Data to use:
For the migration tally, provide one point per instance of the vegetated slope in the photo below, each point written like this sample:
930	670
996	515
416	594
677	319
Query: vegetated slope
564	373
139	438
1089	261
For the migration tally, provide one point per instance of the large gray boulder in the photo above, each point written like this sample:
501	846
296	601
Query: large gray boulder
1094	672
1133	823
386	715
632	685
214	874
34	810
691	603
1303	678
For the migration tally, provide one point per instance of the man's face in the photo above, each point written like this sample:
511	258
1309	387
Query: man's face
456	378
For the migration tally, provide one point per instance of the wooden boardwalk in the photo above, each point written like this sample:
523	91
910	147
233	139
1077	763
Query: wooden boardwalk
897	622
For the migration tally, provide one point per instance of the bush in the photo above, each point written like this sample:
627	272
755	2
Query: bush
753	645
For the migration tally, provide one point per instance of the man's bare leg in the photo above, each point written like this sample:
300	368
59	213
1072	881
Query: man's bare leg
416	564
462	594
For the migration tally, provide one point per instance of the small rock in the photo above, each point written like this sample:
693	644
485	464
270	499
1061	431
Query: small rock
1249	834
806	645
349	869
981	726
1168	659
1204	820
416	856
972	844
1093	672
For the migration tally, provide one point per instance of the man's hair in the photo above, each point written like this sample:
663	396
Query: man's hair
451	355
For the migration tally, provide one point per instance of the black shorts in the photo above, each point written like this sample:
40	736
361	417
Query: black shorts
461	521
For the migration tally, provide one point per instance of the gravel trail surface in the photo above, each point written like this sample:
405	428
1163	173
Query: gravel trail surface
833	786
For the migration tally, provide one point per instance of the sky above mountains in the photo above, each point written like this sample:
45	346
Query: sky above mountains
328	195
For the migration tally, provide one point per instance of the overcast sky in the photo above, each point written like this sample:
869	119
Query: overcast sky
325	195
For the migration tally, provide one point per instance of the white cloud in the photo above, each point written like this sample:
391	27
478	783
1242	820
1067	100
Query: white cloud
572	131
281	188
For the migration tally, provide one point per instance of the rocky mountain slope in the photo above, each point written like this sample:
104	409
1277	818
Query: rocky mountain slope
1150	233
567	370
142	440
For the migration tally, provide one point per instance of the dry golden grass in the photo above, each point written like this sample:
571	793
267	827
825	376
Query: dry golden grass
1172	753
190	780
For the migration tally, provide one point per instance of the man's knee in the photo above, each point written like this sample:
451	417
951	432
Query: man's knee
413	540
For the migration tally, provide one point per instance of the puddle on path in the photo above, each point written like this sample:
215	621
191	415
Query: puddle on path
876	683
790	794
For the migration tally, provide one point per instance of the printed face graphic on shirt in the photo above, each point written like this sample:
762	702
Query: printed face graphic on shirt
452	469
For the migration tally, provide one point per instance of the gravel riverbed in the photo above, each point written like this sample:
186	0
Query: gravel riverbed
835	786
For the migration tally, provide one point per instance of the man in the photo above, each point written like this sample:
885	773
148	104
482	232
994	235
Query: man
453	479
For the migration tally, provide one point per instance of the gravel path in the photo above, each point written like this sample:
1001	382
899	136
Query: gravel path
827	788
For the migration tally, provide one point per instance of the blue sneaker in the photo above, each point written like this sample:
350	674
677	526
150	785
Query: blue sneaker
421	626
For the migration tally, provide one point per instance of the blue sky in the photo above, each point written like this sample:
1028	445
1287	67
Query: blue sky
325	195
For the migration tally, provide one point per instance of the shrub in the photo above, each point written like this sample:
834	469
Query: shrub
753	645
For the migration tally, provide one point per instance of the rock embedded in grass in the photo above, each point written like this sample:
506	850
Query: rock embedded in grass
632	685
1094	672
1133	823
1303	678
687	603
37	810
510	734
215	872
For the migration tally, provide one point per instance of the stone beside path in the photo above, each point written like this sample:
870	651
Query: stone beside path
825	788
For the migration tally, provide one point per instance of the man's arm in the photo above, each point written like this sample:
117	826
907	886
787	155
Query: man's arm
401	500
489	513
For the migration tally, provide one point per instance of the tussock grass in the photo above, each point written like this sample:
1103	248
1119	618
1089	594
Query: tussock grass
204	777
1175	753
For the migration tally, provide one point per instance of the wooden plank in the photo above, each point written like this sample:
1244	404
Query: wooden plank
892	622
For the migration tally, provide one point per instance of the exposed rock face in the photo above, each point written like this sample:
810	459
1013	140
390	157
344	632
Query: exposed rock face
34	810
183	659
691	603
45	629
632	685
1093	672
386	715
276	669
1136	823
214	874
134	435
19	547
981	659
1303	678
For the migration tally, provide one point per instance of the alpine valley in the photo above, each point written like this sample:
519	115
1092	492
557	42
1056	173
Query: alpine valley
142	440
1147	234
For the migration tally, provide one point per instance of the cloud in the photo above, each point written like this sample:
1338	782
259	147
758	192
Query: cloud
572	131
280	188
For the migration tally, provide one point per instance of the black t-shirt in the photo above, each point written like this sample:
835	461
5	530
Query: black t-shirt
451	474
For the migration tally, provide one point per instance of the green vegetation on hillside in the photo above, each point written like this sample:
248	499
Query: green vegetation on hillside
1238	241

Your objective: Write out the complete set of records exactly as given.

Answer section:
For the migration tally, provide one point per instance of the vegetated slope in the photo below, each point written like this sample:
930	670
996	515
416	594
677	319
Query: vegetated slope
564	373
139	438
1089	261
For the migration tally, provide one point per instance of the large gray boulder in the photo above, each point written like this sample:
501	846
296	601
Query: large gray boulder
1094	672
1133	823
386	715
632	685
214	874
34	810
691	603
1303	678
For the migration tally, provide one point per instance of the man's face in the photo above, each point written like this sample:
511	258
1309	387
Query: man's face
456	378
For the migration tally, provide one point per instance of the wooden boardwalk in the photo above, each point written like this sample:
523	91
910	147
233	139
1077	763
Query: wooden boardwalk
897	622
For the migration tally, provide one point per instance of the bush in the photo above, each point written like this sample:
627	272
755	2
Query: bush
753	645
For the migration tally, provide one point per instance of the man's bare leg in the photo above, each point written like this sample:
300	368
59	213
1072	881
Query: man's bare leg
416	564
462	594
For the migration tally, provide one point per instance of the small rock in the photo above, each point written like this sample:
693	644
485	464
270	499
1061	431
Query: small rock
1249	834
806	645
349	869
981	726
1168	659
1204	820
416	856
972	844
1093	672
For the migration tally, provide one point per instance of the man's hair in the photo above, each point written like this sample:
663	396
Query: man's hair
451	355
For the migration tally, provide one point per instance of the black shorts in the photo above, each point written like this sample:
40	736
361	417
Query: black shorts
461	521
For the migration tally, provide one point per instance of the gravel trail surface in the photo above, each point written like this sample:
405	428
1163	173
Query: gravel trail surface
833	786
For the migration tally, provide one point per instance of the sky above mountains in the photo above, each point written like this sample:
45	346
Query: sky above mountains
328	195
For the migration tally, provide one point per instance of the overcast sky in the photo above, each point written like this sample:
869	119
Query: overcast sky
325	195
For the migration tally, provide one point per instance of the white cloud in the photo above, each point written like this sample:
391	27
478	783
1242	820
1067	100
Query: white cloud
572	131
281	188
For the migration tally, provide one point per instance of the rocky mountain slope in the photo above, each point written like this sample:
104	409
1277	818
Query: rocky mountain slope
1150	233
567	370
142	440
For the migration tally, provide one point per instance of the dry golden grass in the photo above, each point written like this sample:
571	793
267	827
825	376
Query: dry golden grass
1172	753
190	780
For the migration tally, provide one point per instance of the man's knee in the photo above, each point written like this sample:
451	417
951	432
Query: man's knee
413	540
For the migration tally, provide one point per instance of the puddle on path in the photo above, each point written like this sample:
215	621
191	415
Query: puddle on path
876	683
790	794
For the migration tally, provide one point per instance of the printed face graphic on shirt in the photo above, each point written like this sample:
762	702
Query: printed face graphic on shirt
452	469
For the migration tally, provide one point per instance of the gravel riverbed in the photo above, each point written like this sample:
186	0
Query: gravel riverbed
835	786
For the migration tally, provide one point per instance of the man in the photo above, each point written like this sample:
885	773
148	104
482	232
994	235
Query: man
453	479
For the migration tally, provide one point per instance of the gravel path in the photo above, each point written like this sample:
1001	382
899	136
Query: gravel path
827	788
For the migration tally, provide one point per instance of the blue sneaker in the photo above, each point written like this sample:
350	674
677	526
150	785
Query: blue sneaker
421	626
For the migration tally, provide one point per instance of the blue sky in the photo above, each point written like this sample:
1028	445
1287	67
Query: blue sky
325	195
For the migration tally, provide one point per instance of the shrub in the photo above, each point written like this sample:
834	469
Query: shrub
753	645
For the migration tally, provide one point per instance of the rock embedded in grass in the photo above, each point written like this sample:
506	850
Query: rock embedded in grass
632	685
1094	672
1133	823
1303	678
687	603
37	810
510	734
215	872
For the migration tally, provide one point per instance of the stone beside path in the photo above, each point written like this sample:
870	651
Query: stone beside path
825	788
For the migration tally, provide one point per instance of the man's arm in the photo above, each point written like this sample:
117	826
907	886
787	155
Query: man's arm
401	500
489	513
For the migration tally, provide one point per instance of the tussock grass in the photo above, each point written like this sample:
1103	248
1119	618
1089	594
Query: tussock grass
204	777
1175	753
For the migration tally, provide one point per instance of the wooden plank in the photo above, each point written like this sample:
1244	404
Query: wooden plank
892	622
For the migration tally, provide one point per instance of the exposed rock face in the photo above, each point written like this sample:
810	459
1013	140
390	157
344	632
Query: exposed rock face
34	810
183	659
691	603
45	629
632	685
1093	672
386	715
276	669
1136	823
214	874
134	435
19	547
981	659
1303	678
For the migration tally, provide one point per instance of the alpine valley in the photo above, each point written like this sample:
519	115
1092	492
557	42
1056	173
Query: alpine valley
142	440
1147	234
For the migration tally, provide one point per instance of the cloud in the photo above, each point written like this sample:
1338	782
259	147
758	192
Query: cloud
572	131
280	188
For the migration tally, provide one point per instance of the black t-shirt in the photo above, each point written like this sample:
835	461
5	530
Query: black t-shirt
451	474
For the migration tally, provide one point per instance of the green vegetation on hillside in the photo above, each point written like this sample:
248	499
Query: green vegetation on hillside
1238	241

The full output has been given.